Required work: Leave every picture out and return the rest of the listing verbatim.

Records provided below:

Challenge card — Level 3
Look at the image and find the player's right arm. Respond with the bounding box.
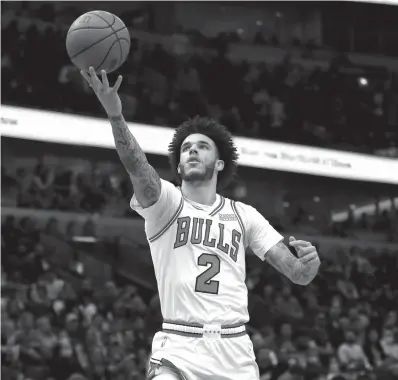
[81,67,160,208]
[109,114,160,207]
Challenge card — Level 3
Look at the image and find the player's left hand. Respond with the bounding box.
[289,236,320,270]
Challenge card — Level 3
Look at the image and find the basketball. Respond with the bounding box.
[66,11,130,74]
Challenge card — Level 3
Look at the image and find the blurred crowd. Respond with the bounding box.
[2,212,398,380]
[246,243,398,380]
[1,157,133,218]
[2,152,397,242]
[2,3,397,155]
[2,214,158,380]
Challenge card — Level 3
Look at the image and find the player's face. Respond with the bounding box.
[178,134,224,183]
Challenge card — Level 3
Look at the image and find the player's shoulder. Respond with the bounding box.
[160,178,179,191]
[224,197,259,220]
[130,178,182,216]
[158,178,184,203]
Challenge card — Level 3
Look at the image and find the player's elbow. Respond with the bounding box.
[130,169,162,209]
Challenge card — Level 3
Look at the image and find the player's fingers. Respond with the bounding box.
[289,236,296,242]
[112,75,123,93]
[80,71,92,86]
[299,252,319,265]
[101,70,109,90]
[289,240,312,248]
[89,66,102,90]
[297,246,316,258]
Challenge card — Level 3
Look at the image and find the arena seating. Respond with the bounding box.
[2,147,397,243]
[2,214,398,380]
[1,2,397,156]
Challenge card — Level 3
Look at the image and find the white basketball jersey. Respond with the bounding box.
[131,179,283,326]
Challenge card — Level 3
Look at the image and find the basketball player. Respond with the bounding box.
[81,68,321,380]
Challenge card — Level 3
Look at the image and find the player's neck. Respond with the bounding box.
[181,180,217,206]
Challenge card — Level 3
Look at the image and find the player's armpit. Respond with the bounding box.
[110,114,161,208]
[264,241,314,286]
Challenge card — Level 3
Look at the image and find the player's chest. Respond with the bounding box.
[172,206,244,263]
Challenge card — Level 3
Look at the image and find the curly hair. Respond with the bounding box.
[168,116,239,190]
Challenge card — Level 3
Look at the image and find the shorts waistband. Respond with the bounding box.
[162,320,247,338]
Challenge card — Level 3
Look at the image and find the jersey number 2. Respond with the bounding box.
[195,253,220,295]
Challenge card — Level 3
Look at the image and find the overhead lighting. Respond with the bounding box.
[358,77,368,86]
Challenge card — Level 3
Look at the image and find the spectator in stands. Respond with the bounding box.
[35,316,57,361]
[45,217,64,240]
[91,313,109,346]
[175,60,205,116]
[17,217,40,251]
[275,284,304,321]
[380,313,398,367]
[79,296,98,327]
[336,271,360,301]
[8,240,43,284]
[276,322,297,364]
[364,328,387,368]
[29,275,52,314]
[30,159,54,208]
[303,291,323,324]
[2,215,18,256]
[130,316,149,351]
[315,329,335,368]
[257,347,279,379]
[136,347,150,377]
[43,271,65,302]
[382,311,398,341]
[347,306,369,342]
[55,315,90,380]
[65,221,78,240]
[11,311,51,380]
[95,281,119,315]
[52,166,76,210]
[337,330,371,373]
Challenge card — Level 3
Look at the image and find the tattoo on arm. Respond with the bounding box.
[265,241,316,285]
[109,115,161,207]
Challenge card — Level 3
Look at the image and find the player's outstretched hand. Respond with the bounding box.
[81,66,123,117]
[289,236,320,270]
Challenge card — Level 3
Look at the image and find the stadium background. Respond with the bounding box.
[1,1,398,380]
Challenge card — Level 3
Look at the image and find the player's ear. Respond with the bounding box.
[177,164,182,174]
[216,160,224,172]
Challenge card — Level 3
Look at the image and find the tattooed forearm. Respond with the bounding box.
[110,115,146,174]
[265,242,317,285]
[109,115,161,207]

End of Records provided.

Reply to the task:
Challenge card — Level 3
Look at the image and find the player's right arm. Respond with the bounding box.
[81,67,160,208]
[109,114,160,207]
Challenge card — Level 3
Look at the image and find the player's left hand. Respond with the bounding box.
[289,236,320,270]
Challenge card — Level 3
Look at the image and find the basketball. Respond with the bounding box.
[66,11,130,74]
Challenge card — Level 3
Look at the image and find the blurred crowd. Respond with the bounding box.
[2,212,398,380]
[246,243,398,380]
[1,157,133,218]
[2,152,397,242]
[2,3,397,155]
[2,214,158,380]
Challenge card — Level 3
Look at the image and find the player's face. Respond with the bounding box.
[178,134,224,183]
Challenge card — Level 3
Look at the image and find the player's shoulder. Respond with the bounding box.
[160,178,179,191]
[224,197,259,220]
[130,178,182,216]
[158,178,184,203]
Challenge card — Level 3
Look at the image and find the player's elbow. Respond with the bounding box.
[130,169,162,209]
Challenge card — Level 3
Look at the image and find the player's fingers. Respond with the bounding box.
[289,236,296,242]
[112,75,123,93]
[80,71,92,86]
[299,252,319,265]
[101,70,109,90]
[289,240,312,248]
[89,66,102,90]
[297,246,316,258]
Challenge card — Level 3
Look at the image and find the arena seating. Respond with the bounding box.
[2,147,397,243]
[2,214,398,380]
[1,2,397,156]
Challenge card — Level 3
Look at the image and find the white basketball jersey. Respond with the bounding box.
[131,179,283,326]
Challenge card — Level 3
Look at the image and find the basketball player. Respond with the bounding box.
[81,68,321,380]
Challenge card — Level 3
Look at the image and find the player's neck. Respond with the bounding box.
[181,180,217,206]
Challenge card — Level 3
Look at the image and find the player's armpit. Respond with the bounding box.
[110,114,161,208]
[264,241,314,286]
Challenge card — Level 3
Look at the image and find the player's chest. Respond with the bounding box.
[172,206,244,263]
Challenge card — Level 3
Look at the image and find the curly hair. Respond with the bounding box.
[168,116,239,190]
Challenge card — Level 3
Look at the image and find the shorts waistband. Respond with the bounding box.
[162,320,247,338]
Challenge card — Level 3
Look at the image and find the jersey number 2. Respond with the bounding box.
[195,253,220,295]
Challenge card — Level 3
Look at the image and find the overhead lighting. Respond with the bounding box.
[358,77,368,86]
Challenge card — Level 3
Look at the image and find the spectator in stands. Respond with the bounding box.
[35,316,57,361]
[45,217,64,240]
[91,313,109,346]
[175,60,205,116]
[17,217,40,251]
[275,284,304,321]
[380,313,398,367]
[79,296,98,327]
[336,271,360,301]
[8,240,43,284]
[276,322,297,364]
[364,328,387,368]
[29,275,52,314]
[30,159,54,208]
[303,291,323,324]
[2,215,18,256]
[130,316,149,351]
[315,329,335,368]
[257,347,279,379]
[136,347,150,377]
[43,271,65,302]
[382,311,398,341]
[347,306,369,342]
[55,315,90,380]
[65,221,78,240]
[11,311,51,380]
[95,281,119,315]
[52,166,76,210]
[337,330,371,373]
Challenge card — Level 3
Look at the image and find the tattoo on arm. Respond with the bounding box.
[265,241,316,285]
[109,115,161,207]
Challenge card — Level 3
Look at the image and find the player's outstretched hand. Respond with the bounding box.
[81,66,123,117]
[289,236,320,270]
Challenge card — Level 3
Look at the image and find the stadium background. Respond with the bounding box.
[1,1,398,380]
Challenge card — Level 3
Look at the image and find the player's ear. Respond with the bounding box.
[177,164,182,174]
[216,160,224,172]
Challenge card — Level 3
Look at the image and find the tattooed forearm. Respond with the bounding box.
[110,115,146,174]
[265,242,317,285]
[109,115,161,207]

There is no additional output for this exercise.